start

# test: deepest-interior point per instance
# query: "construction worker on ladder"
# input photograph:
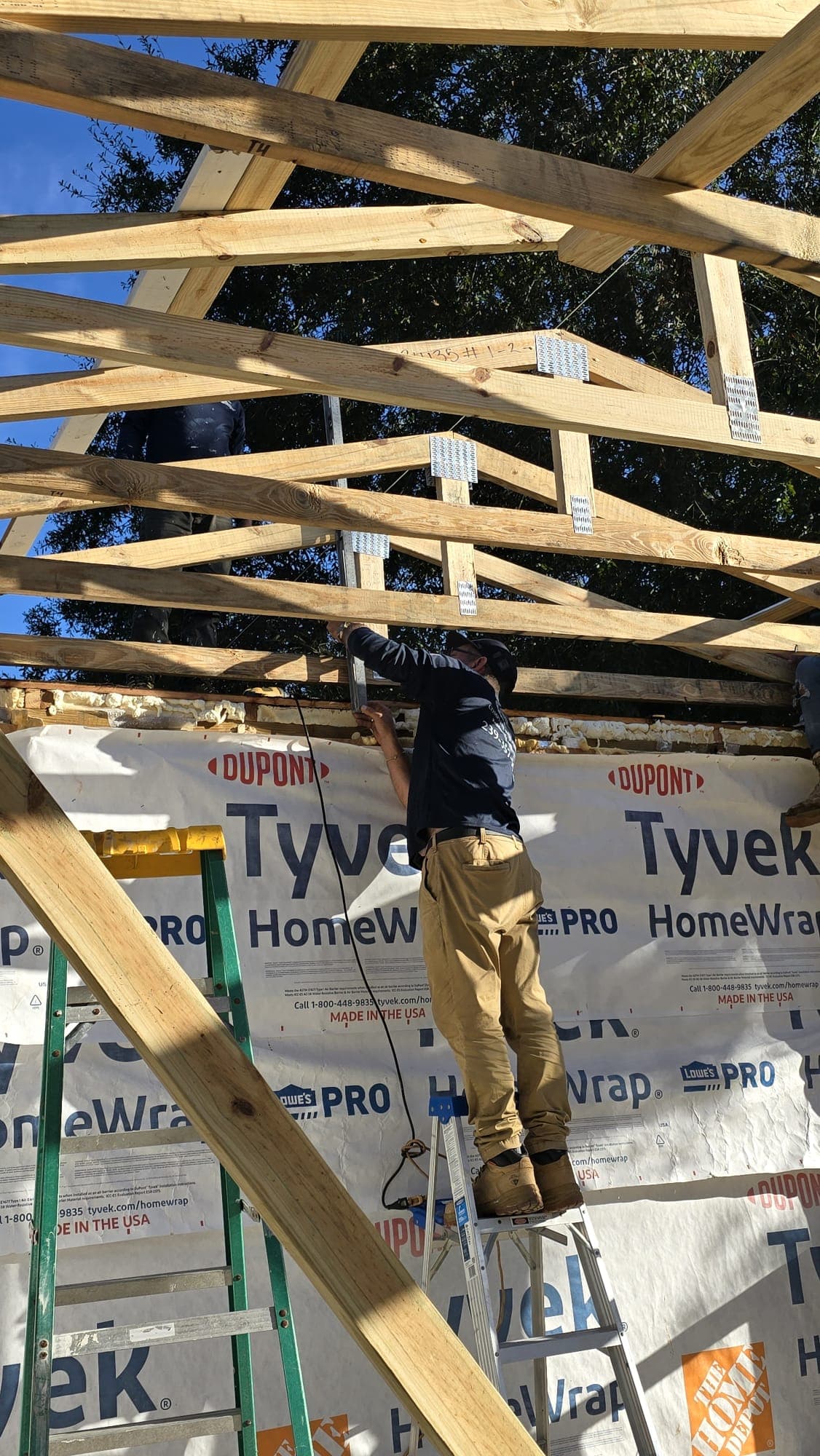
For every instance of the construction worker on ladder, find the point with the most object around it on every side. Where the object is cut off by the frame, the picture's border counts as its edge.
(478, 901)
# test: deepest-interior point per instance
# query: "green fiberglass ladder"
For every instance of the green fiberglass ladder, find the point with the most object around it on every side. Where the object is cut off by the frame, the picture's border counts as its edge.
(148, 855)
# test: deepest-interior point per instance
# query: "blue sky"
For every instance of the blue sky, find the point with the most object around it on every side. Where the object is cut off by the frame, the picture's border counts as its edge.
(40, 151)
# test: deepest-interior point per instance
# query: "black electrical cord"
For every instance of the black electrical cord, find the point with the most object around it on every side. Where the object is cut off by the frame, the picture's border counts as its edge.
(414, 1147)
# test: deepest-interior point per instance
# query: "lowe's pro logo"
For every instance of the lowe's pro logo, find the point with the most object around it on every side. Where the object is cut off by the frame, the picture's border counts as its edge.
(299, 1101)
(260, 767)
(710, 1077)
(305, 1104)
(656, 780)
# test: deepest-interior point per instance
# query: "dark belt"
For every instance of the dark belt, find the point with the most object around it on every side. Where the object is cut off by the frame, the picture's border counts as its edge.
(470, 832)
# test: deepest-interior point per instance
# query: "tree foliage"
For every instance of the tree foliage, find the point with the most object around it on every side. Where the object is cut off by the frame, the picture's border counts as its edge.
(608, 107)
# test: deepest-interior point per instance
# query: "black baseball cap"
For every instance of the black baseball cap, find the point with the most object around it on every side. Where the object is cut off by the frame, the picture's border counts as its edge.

end

THE PROBLEM
Swap "picture's border" for "image's border" throughout all the items above and give them again with nothing else changed, leaving out the pictures.

TASK RESPONSE
# test: deepest-interior point per instance
# query: "construction worker on ladder"
# input photograph:
For every instance of the construction worker on ladder, find the point with the most object around it on every side. Where the object is cut off by the frame, the image's border counts as its edge.
(478, 901)
# test: deepest-interior point per instance
# query: "green fiberglass ladder"
For every instance of the green fiberglass ladder, find the point with the most object around it on every side. Where the object is cut off by the frame, the image's border counts as its edge.
(148, 855)
# test: deepest-interior point per instance
# query: "blue sky"
For every instance of the blue sky, find the point with the most object around it on every side. Where the object is cut off by the frame, the image's border counts as its edge.
(40, 151)
# test: deepest-interior point per instance
# query: "black electrical cord"
For every instance of the black electrical cord, find the point with the most object around it on every side. Where the object is cut off by the frame, the image's border counts as its edge.
(414, 1147)
# test: deepest-interior point per instance
# query: "lowe's pro logo"
For every instance of the lowe's pro logo, find the point with the most object around it on every side. Where the object is cut off by the frame, the image's border counts as its edge.
(299, 1101)
(260, 767)
(710, 1077)
(305, 1104)
(656, 780)
# test: deepest-interior point per instance
# query: "dark belt"
For every instance of the dark belt, find the point with the most object around it on every side. Where the object is cut off by the frame, the image's border counts as its edge.
(470, 832)
# test: deepest-interior point per instance
# query: "tree foliage"
For every instance of the tree foliage, find the point with the most object around it on every side. Where the object is cut off by the frame, the image's border counts as its edge.
(608, 107)
# test: deepest-interior point per instance
# query: "black baseball cap"
For every instance of the black baseball cap, find the point with the most object around it on every side. Where the object is cut off by the frame, the image's border counts as its edge.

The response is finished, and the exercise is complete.